この記事では、異業種からトラックドライバー未経験で転職を考えている方で、トラックの運転に不安を感じている方に、乗用車とトラックでの運転の違いをお伝えしていきます。
実際にトラックに乗って運転しないとイメージが湧かないこともあります。しかし、普段、乗用車に乗っている方であれば、乗用車との違いが分かればイメージできることも多くあります。
この記事ですべてを網羅することはできませんので、乗用車とトラックの主な違い11個について、その内容と運転時の注意点や大事なことをお伝えします。
当社では2t、3t、4t車を保有しています。
当社が保有するトラックの場合、2t車は準中型免許、3tと4t車は中型免許が必要になります。
ただし、平成19年6月2日より前に普通免許を取得した方は、19年6月2日以降の免許更新時に8t限定中型免許となり、車両総重量8トン未満、最大積載量5トン未満、乗車定員10人以下の中型自動車を運転できます。
当社の4t車は車両総重量が8t未満のため、中型免許を持っている人と平成19年6月2日以前の普通免許(8t限定中型免許)を持っている人は、すべてのトラックを運転できます。

提示資料:
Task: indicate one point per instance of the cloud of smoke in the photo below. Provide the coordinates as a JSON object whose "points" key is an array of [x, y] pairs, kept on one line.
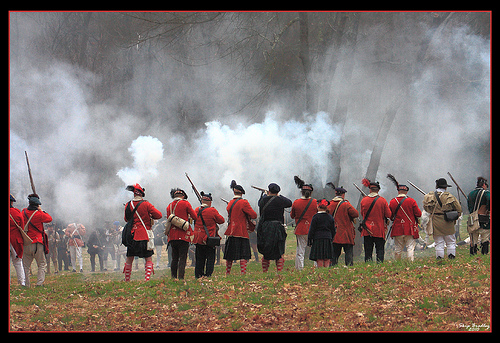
{"points": [[147, 152]]}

実施する課題:
(a) 抜粋本文のうち、「この記事ですべてを網羅するこ」で始まり「の中型自動車を運転できます。」までの部分を、一字一句そのまま書き写してください。
(b) 抜粋本文によると、当社が保有しているトラックは何t車ですか。

完成した解答:
(a)
この記事ですべてを網羅することはできませんので、乗用車とトラックの主な違い11個について、その内容と運転時の注意点や大事なことをお伝えします。
当社では2t、3t、4t車を保有しています。
当社が保有するトラックの場合、2t車は準中型免許、3tと4t車は中型免許が必要になります。
ただし、平成19年6月2日より前に普通免許を取得した方は、19年6月2日以降の免許更新時に8t限定中型免許となり、車両総重量8トン未満、最大積載量5トン未満、乗車定員10人以下の中型自動車を運転できます。

(b) 2t、3t、4t車です。